_Task item_
Starting with the line below that holds "Where can you see the glowing" and stopping after the line that holds "Where can you see the grey", transcribe the lines exactly, leaving out all pictures.

_Data to examine_
------------------------------------------------

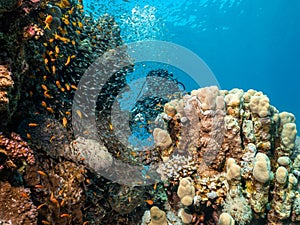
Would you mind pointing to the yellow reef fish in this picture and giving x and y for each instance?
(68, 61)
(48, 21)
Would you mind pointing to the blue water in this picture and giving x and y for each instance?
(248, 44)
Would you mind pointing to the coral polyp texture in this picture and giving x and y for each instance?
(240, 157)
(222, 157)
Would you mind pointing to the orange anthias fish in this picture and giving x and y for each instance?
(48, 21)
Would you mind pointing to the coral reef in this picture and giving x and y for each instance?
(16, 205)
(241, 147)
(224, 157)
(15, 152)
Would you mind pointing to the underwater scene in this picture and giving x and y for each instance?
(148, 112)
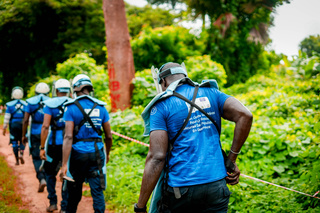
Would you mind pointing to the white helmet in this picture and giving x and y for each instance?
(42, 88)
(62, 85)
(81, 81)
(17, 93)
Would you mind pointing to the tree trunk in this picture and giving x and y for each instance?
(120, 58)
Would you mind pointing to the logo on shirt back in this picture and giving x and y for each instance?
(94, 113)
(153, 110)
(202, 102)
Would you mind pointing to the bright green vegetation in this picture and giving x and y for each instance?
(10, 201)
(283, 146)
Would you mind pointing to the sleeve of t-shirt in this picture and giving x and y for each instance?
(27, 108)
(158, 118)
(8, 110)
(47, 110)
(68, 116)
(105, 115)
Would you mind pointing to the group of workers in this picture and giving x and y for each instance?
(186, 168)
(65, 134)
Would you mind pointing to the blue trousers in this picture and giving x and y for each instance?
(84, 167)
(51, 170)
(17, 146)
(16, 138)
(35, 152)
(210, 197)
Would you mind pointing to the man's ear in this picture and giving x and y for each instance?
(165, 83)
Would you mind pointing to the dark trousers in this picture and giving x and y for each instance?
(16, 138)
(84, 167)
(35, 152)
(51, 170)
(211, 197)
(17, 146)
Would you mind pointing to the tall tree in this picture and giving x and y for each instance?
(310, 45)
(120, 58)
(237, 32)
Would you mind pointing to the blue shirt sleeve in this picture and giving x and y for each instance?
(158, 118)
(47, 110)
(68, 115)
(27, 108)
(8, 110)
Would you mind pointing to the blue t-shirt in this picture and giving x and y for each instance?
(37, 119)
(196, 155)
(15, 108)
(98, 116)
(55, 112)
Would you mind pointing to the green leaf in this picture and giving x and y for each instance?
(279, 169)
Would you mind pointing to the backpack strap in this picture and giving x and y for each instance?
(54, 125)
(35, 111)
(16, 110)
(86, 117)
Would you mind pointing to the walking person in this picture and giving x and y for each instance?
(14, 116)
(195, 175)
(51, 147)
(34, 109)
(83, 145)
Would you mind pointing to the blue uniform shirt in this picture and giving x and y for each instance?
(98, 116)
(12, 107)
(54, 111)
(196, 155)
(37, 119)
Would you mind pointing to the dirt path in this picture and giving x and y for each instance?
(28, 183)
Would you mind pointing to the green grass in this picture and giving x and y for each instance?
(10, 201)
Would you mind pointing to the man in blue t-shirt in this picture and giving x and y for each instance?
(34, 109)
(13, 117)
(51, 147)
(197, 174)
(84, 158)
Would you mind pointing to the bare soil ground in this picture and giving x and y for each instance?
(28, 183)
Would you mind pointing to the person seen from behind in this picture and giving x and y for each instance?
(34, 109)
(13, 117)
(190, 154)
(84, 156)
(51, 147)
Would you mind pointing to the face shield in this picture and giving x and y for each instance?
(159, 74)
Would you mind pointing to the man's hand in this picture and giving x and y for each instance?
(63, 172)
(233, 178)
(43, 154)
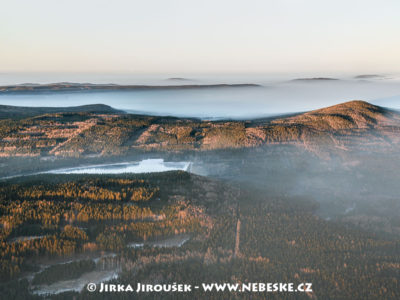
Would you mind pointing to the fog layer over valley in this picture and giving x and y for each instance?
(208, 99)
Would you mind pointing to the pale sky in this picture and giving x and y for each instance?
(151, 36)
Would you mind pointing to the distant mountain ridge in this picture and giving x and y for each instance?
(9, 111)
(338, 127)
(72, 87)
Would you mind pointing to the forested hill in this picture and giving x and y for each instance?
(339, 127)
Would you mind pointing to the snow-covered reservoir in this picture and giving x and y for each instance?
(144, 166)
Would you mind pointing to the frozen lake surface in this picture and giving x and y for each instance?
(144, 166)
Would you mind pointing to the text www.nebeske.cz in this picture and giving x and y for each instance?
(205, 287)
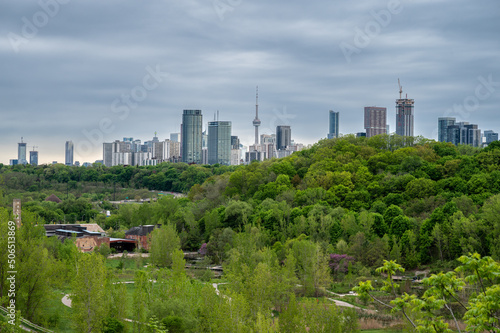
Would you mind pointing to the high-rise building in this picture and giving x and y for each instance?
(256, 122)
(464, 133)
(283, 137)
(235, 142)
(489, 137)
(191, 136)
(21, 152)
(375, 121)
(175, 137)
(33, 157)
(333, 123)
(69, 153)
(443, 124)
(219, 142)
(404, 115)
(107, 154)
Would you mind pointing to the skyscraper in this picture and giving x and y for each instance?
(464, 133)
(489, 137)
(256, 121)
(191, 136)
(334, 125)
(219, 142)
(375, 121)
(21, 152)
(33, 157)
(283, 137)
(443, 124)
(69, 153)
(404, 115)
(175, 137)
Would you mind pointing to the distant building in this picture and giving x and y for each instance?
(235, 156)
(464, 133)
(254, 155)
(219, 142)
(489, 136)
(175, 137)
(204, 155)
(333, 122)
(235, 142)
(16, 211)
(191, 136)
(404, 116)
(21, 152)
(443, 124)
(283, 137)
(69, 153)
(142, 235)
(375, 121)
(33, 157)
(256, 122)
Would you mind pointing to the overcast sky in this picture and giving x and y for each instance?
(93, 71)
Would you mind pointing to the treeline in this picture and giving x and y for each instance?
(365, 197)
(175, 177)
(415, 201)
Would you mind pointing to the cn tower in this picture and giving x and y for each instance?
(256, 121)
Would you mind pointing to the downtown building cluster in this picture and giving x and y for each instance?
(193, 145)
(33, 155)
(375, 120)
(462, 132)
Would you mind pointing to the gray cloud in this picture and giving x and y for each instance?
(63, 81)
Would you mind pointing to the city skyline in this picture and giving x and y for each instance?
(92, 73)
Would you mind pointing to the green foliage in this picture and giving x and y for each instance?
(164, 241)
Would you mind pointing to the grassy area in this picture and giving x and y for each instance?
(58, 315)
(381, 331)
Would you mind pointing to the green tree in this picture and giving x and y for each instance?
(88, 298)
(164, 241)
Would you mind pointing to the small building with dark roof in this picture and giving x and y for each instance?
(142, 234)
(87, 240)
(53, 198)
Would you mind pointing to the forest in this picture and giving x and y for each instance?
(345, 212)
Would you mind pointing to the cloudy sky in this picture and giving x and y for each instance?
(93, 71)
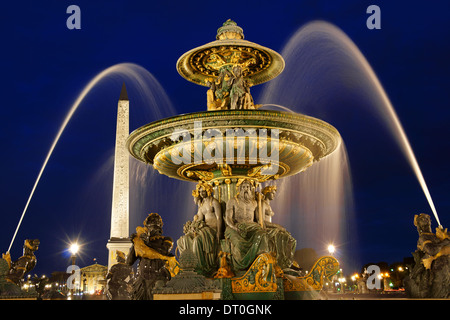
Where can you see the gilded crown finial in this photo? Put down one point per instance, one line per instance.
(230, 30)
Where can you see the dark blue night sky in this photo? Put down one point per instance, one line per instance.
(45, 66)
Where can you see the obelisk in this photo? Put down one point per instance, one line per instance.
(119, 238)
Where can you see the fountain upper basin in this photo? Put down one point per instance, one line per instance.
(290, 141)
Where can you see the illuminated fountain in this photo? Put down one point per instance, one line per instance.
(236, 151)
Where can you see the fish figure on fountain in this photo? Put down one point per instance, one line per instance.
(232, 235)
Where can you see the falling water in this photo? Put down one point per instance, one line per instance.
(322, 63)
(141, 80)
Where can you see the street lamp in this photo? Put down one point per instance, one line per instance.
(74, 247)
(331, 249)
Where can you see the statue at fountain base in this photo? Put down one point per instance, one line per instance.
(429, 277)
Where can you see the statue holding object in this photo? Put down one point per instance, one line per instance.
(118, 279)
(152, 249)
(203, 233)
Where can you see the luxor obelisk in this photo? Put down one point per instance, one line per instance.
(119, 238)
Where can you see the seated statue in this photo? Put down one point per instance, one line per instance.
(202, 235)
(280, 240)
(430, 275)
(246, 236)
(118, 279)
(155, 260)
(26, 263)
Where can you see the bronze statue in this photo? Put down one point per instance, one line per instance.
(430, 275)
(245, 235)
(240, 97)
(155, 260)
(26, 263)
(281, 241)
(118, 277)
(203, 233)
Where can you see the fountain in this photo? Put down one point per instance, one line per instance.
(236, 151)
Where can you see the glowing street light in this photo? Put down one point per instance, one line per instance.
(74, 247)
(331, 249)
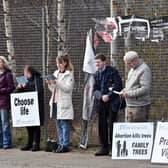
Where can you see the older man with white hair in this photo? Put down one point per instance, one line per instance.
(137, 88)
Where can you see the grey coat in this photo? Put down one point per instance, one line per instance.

------------------------------------------------

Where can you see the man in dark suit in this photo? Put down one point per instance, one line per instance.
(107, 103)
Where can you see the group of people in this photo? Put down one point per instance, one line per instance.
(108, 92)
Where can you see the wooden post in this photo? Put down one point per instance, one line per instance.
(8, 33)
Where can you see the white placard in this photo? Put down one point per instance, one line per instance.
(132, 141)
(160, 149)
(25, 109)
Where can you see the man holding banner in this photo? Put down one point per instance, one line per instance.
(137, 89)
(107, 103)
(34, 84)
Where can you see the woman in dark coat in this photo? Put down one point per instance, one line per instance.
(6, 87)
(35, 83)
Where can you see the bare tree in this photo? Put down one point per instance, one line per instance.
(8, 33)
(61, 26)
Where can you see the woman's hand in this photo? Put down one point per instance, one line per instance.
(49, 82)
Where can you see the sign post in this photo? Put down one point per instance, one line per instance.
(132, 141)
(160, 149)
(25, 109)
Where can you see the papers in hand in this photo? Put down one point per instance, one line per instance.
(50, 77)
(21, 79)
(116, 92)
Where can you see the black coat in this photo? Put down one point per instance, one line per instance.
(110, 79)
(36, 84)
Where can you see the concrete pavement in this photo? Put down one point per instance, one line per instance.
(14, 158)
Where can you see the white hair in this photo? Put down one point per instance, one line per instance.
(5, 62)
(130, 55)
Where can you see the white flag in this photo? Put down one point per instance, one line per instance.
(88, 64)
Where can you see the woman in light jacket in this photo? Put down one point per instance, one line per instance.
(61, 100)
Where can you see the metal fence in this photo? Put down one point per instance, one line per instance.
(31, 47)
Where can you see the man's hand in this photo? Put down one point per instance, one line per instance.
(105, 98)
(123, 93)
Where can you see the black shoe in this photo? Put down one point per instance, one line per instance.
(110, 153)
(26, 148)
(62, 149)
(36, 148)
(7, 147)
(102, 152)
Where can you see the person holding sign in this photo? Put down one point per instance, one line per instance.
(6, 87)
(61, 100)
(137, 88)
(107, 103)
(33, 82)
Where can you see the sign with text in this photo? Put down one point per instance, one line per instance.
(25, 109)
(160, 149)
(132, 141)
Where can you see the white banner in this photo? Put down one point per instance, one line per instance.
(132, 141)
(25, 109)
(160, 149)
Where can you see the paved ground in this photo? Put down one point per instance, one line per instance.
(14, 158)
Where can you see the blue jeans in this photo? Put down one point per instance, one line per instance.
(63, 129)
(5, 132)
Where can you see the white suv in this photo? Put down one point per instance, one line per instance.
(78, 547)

------------------------------------------------

_Answer section_
Where can you see the glowing street light in this photo? Put down one point per instance, one line per instance.
(74, 247)
(331, 249)
Where can you see the older man with white hair in this photo? Put down one point per instance, one line per instance.
(137, 88)
Where can you see the grey coat in this photo? Put down one point per instance, one line per instance.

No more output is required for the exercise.